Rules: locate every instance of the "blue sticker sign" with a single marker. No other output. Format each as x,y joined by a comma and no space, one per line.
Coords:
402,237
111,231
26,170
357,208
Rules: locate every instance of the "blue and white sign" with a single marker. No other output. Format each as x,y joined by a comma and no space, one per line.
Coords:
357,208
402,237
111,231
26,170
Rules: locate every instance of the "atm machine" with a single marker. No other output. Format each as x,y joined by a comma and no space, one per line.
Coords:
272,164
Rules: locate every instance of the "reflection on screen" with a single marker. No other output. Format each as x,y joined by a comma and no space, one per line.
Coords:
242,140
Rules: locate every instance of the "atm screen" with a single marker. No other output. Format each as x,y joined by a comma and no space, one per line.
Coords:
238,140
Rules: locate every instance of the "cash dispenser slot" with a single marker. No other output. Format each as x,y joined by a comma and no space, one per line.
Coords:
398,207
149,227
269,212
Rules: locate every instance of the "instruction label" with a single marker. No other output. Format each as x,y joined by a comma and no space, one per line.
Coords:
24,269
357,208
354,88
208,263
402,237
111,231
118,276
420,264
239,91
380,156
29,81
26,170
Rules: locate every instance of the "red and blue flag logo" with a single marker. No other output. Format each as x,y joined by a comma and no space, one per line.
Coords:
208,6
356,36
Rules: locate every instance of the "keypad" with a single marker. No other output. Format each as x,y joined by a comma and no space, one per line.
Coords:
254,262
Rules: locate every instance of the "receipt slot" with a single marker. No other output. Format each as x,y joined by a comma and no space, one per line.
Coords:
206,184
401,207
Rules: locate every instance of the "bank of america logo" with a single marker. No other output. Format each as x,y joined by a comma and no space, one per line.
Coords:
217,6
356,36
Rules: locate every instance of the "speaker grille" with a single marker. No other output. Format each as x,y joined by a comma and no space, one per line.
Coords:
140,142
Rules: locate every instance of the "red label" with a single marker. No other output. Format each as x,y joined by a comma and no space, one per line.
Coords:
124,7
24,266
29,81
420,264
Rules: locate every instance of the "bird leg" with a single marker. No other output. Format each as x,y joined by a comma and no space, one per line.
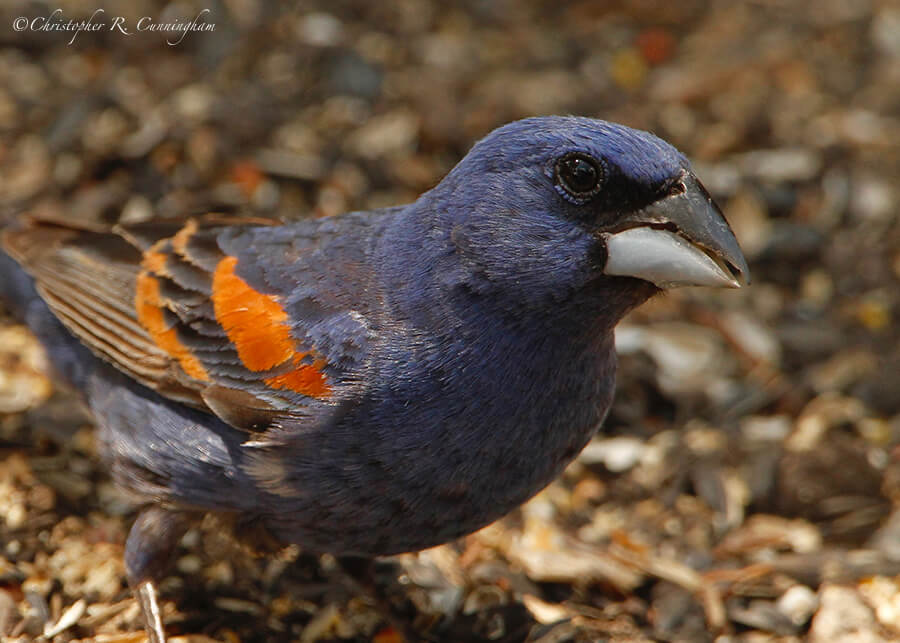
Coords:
148,553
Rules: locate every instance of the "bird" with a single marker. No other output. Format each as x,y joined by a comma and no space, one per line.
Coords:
373,382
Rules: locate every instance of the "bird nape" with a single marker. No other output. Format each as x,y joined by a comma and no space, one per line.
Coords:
375,382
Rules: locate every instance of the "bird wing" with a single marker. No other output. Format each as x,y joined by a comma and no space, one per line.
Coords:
233,316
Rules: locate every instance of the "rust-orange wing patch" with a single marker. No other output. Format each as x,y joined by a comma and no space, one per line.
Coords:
150,314
259,328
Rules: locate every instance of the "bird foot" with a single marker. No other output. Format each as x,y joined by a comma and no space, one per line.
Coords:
147,599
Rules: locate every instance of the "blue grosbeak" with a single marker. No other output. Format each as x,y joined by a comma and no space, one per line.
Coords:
376,382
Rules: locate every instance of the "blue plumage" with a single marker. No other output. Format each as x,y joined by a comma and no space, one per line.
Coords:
419,371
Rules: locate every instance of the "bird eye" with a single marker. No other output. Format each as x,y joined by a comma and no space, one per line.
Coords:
579,175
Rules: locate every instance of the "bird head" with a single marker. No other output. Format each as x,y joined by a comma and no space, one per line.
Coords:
550,206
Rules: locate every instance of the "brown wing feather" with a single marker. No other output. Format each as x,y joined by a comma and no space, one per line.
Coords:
139,297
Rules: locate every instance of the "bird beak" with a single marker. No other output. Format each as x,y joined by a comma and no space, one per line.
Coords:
680,240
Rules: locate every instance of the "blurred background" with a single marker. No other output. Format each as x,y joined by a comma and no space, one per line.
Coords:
746,485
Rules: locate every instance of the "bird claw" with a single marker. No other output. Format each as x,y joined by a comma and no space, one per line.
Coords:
147,599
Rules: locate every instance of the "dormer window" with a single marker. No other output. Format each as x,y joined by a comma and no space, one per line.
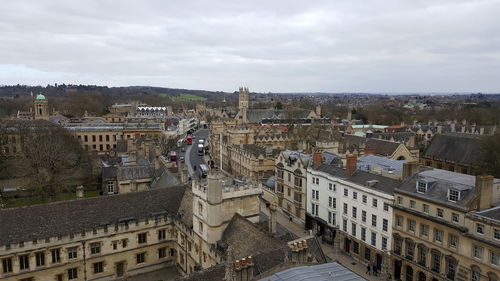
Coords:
453,195
421,187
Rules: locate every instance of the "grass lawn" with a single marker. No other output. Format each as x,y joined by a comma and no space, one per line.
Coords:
34,200
187,97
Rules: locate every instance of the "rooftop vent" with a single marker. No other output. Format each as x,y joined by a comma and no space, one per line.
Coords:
371,183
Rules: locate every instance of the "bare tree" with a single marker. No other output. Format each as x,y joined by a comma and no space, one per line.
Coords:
50,157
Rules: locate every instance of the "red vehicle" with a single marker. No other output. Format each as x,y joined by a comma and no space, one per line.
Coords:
172,156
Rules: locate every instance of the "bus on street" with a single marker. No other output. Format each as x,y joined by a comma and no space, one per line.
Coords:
203,170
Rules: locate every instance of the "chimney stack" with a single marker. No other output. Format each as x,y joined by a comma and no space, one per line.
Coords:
351,161
484,191
410,168
272,218
317,159
79,192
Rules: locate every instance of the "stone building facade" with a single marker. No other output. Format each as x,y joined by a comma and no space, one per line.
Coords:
352,210
291,184
445,227
123,235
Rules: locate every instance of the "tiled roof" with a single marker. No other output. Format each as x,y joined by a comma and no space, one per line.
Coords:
491,213
320,272
379,183
464,149
439,181
246,239
135,172
382,147
74,216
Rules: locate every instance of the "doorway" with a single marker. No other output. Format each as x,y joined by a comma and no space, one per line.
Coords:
120,269
347,245
379,262
409,273
397,269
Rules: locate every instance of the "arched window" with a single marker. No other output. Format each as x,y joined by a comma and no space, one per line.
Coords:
451,267
475,274
435,260
398,244
422,254
410,249
492,276
421,276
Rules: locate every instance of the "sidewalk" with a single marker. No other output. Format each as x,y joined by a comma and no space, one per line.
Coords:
341,258
348,262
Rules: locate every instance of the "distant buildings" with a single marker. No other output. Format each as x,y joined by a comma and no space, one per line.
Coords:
459,153
291,184
119,236
446,227
352,210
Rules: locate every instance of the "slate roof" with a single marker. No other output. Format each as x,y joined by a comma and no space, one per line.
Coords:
366,162
380,183
270,182
74,216
164,179
135,172
256,115
246,239
292,155
332,170
214,273
257,150
491,213
398,136
439,183
109,172
458,148
382,147
320,272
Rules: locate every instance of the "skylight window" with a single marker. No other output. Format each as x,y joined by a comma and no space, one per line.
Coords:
453,195
421,187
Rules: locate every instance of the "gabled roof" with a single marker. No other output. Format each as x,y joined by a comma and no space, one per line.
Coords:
135,172
382,147
439,183
463,149
74,216
245,239
320,272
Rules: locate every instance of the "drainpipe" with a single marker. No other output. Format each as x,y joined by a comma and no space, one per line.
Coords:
220,151
84,262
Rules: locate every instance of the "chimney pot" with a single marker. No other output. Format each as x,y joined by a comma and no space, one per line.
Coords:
317,159
351,161
237,265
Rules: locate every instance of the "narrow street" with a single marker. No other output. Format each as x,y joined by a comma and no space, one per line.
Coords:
191,156
355,266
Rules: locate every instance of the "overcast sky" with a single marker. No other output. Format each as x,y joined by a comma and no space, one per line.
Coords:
277,46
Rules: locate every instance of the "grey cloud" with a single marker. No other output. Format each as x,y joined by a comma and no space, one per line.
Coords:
369,46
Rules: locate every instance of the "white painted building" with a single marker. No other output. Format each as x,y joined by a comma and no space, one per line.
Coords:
356,210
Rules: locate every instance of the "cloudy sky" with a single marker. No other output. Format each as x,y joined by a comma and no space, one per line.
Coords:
278,46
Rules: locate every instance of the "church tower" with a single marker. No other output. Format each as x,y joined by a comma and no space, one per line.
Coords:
243,103
41,107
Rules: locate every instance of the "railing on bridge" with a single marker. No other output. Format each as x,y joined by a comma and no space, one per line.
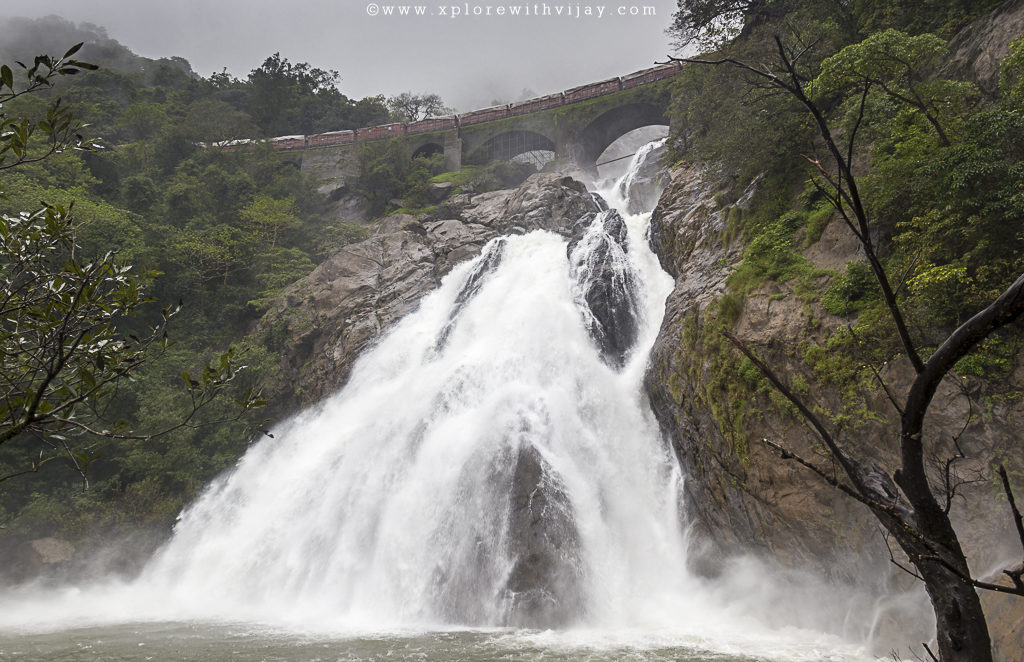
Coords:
450,122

▬▬▬▬▬▬▬▬▬▬

● Task
Tell me how many lines in the records above include the word "street"; the number is all that is needed.

● Reply
2